PROBLEM TO SOLVE:
Please copy the lines below exactly, keeping all of them in their original order.

----- DATA ENTRIES -----

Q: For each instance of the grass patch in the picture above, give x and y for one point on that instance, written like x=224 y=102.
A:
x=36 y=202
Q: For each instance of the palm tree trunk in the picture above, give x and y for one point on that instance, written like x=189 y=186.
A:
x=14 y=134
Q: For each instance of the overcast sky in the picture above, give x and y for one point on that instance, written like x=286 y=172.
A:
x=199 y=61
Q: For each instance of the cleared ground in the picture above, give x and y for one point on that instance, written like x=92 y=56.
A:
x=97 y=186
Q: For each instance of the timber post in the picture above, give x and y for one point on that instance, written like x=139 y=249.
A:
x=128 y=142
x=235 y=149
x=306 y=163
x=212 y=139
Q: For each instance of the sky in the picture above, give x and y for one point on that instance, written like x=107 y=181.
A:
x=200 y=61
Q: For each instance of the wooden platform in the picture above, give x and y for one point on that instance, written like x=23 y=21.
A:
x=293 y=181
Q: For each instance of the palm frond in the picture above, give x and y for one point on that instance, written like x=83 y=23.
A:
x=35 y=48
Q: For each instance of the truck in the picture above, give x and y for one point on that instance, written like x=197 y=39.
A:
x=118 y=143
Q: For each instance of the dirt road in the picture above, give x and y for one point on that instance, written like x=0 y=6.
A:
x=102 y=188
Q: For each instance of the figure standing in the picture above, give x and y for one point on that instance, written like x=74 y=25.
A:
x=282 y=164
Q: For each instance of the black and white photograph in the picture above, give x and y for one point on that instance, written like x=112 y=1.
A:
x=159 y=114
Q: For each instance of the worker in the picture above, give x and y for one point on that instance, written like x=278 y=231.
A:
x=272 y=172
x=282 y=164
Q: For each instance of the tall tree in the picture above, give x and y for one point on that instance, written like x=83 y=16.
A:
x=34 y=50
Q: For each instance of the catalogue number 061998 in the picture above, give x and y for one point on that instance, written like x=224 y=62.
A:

-----

SOLUTION TO THIS TASK:
Q: For each instance of the grass patch in the picture above, give x and y for one point on that instance, written like x=224 y=102.
A:
x=36 y=202
Q: For each instance of the palm tree trunk in the picture above, give x and y for one point on that instance, written like x=189 y=186.
A:
x=14 y=134
Q: For each instance of the overcast sky in the picture above, give x and y for one point on that instance, written like x=286 y=172.
A:
x=199 y=61
Q: For each instance of the cleared ground in the picture above, give x and y for one point on that instance, written like x=92 y=56.
A:
x=97 y=186
Q: For each instance of the timber post in the picture above, give x and y for one point on that instance, written like x=139 y=249.
A:
x=128 y=142
x=235 y=149
x=306 y=163
x=212 y=139
Q: For each instance of the sky in the picture above, give x and y for one point on that instance, written like x=107 y=181.
A:
x=200 y=61
Q: For each instance of the wooden platform in the picture above, give x and y for one point on that instance, written like x=23 y=21.
A:
x=293 y=181
Q: For each instance of the palm frond in the picture above, give x and y for one point on that instance, written like x=83 y=23.
A:
x=35 y=48
Q: For each instance of the truck in the picture above, give x and y for one point on that instance, written like x=197 y=39.
A:
x=118 y=143
Q: For each instance of the dirt road in the picture above, give x and y for one point on that instance, written like x=0 y=6.
A:
x=102 y=188
Q: For each instance of the figure standing in the picture above, give x and y for one point on that instance, written like x=74 y=25.
A:
x=282 y=164
Q: For each instance of the black and white photograph in the picture above, give x and y for one point on that instance, written like x=112 y=1.
A:
x=159 y=114
Q: For each instance of the worker in the picture above, give x and y for one point on that instance, written like x=278 y=231.
A:
x=272 y=172
x=282 y=164
Q: For each instance of the tall tree in the picture above, give x and y for one point on that instance, written like x=83 y=16.
A:
x=34 y=50
Q: For each instance of the catalogue number 061998 in the picture above, give x and y for one point on that instance, written like x=224 y=62.
A:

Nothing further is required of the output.